課題内容:
下に示す、ジェンダー問題への取り組みを紹介した文章を、最後の文の後から書き継ぐこと。

抜粋テキスト:
花王株式会社は中期軽々計画を通じて、企業の持続的な発展だけではなく、世界で問題となっている環境問題への対策も行っています。たとえば環境汚染の防止や廃棄物の削減、水資源の保全などです。
楽天株式会社|女性社員の復帰をサポート

引用:楽天株式会社公式サイト
楽天株式会社は多様性を大切にし、社員一人ひとりが最大限に能力を発揮できる環境を整えることで、企業としての一体感を持ちながら、社会の発展に貢献しています。
中でも一人ひとりの能力発揮のために実施していることが、女性社員へのサポートです。楽天株式会社はすべての女性社員が個性や価値観を大切に働けるよう、環境づくりに努めています。たとえば女性が産休・育休の後にも働きやすいよう、オフィスに搾乳室を設けています。
そのほかにも産休前セミナーや復職前セミナーを行うことで、より女性が仕事へ復帰しやすくなるように取り組んでいます。
世界のジェンダー問題への取り組み3選
ここまで日本の企業や自治体がジェンダー問題解決のために取り組んでいることについて、まとめていきました。

演習データ:
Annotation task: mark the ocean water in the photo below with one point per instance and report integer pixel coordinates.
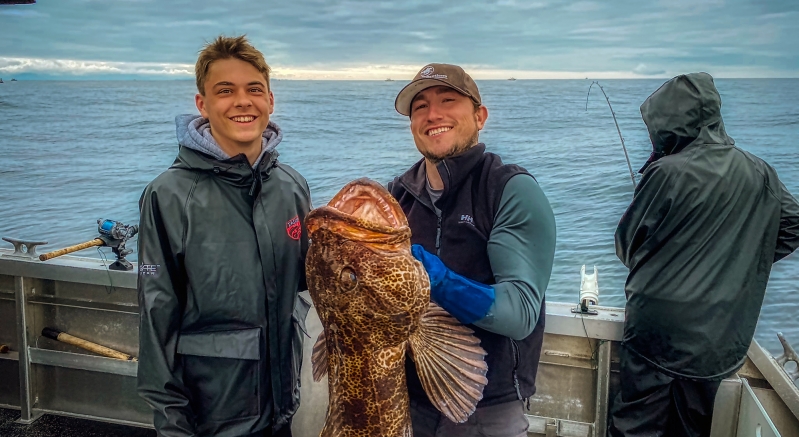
(73, 152)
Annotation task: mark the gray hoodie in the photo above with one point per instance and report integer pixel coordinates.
(194, 132)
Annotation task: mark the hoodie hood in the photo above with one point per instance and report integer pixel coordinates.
(194, 132)
(684, 111)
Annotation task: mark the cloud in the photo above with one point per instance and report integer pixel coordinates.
(80, 67)
(339, 37)
(646, 70)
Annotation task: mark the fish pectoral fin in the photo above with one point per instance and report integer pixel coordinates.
(319, 358)
(450, 363)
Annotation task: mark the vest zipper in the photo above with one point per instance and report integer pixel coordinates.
(516, 359)
(438, 234)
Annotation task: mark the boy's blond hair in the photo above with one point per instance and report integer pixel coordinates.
(224, 47)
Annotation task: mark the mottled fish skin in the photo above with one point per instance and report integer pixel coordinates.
(370, 294)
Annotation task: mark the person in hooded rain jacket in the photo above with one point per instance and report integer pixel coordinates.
(221, 251)
(706, 224)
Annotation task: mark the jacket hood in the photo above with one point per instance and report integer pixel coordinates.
(200, 152)
(684, 111)
(194, 132)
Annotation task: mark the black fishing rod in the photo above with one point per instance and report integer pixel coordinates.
(632, 175)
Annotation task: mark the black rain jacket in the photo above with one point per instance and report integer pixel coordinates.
(706, 224)
(221, 259)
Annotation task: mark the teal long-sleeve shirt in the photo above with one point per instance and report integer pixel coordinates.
(521, 249)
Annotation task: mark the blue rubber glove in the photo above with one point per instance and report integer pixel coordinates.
(467, 300)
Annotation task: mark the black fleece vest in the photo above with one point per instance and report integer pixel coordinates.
(473, 185)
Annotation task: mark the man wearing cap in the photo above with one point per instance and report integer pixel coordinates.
(485, 233)
(706, 224)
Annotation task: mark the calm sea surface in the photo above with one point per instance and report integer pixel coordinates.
(73, 152)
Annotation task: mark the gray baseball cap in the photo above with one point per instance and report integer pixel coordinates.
(432, 75)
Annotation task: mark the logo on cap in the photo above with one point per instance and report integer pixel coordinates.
(427, 73)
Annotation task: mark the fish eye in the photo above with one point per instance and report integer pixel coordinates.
(348, 279)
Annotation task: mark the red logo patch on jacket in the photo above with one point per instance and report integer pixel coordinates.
(293, 228)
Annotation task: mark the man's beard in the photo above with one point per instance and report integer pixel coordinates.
(456, 149)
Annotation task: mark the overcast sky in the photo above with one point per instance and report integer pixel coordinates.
(354, 39)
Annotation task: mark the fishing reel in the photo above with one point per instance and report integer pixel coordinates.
(114, 235)
(589, 293)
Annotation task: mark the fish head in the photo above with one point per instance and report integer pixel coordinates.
(362, 277)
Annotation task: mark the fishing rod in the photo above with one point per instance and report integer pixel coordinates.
(612, 112)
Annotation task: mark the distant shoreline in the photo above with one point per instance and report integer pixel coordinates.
(280, 79)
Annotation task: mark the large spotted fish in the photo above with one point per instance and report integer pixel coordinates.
(373, 299)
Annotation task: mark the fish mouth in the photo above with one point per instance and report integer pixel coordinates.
(366, 200)
(363, 211)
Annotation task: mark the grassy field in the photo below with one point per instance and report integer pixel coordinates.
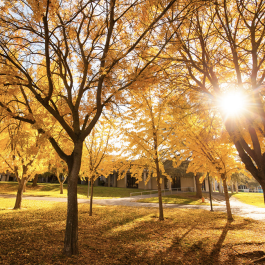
(53, 190)
(127, 235)
(255, 199)
(184, 198)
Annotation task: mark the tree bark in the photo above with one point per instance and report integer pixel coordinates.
(198, 186)
(71, 232)
(61, 187)
(228, 208)
(24, 187)
(91, 198)
(232, 187)
(35, 180)
(21, 183)
(161, 214)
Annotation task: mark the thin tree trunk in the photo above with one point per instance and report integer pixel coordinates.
(161, 214)
(228, 208)
(88, 187)
(198, 186)
(71, 232)
(35, 180)
(61, 187)
(19, 193)
(24, 187)
(91, 198)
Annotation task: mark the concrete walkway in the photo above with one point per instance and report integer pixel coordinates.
(238, 208)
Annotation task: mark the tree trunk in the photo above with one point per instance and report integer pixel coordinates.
(61, 187)
(24, 187)
(198, 186)
(236, 187)
(91, 198)
(161, 214)
(21, 183)
(35, 180)
(71, 232)
(228, 209)
(88, 187)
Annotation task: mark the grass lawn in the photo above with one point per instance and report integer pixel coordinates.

期待される出力:
次に、世界各国で実施されている取り組みについて、紹介していきます。
国連女性機関(UN Women)|国連加盟国や政府間交渉の支援
国連女性機関(UN Women)はジェンダー平等と女性がさまざまな場において、個性や能力を発揮できるよう取り組んでいる機関です。国連女性機関(UN Women)では、優先的な取り組みを5つ設定し、世界各国で活動しています。
ジェンダー平等に向けた取り組みとして、政府や国連加盟国の支援があります。たとえば国際的なジェンダー平等の基準を策定するため、さまざまな国の政府へ支援をしています。
そのほかにもジェンダー平等を多くの国で実現・促進するため、国連のシステム内にある組織に対してジェンダー平等を実現するよう促しています。
国連女性機関(UN Women) 優先的な5つの取り組み ・女性のリーダーシップの向上と参画の増加 ・女性に対する暴力の撤廃 ・平和と安全保障のあらゆる局面における女性の関与 ・女性の経済的エンパワーメントの推進 ・国家の開発計画と予算におけるジェンダー平等の反映 |
国際NGOプラン・インターナショナル|女子の権利をサポート
国際NGOプラン・インターナショナルでは、さまざまな支援を通じて世界の女の子たちが「生きていく力」を身につけることを目指し、活動を行っています。
女の子たちが「生きていく力」を身につけるために取り組んでいることが、とくに発展途上国で暮らす女の子たちへの支援です。世界の中でもとくに発展途上国で生活をする女の子たちは、学校へ行けなかったり、若い頃から出産したりと、一人ひとりの意思が尊重されていません。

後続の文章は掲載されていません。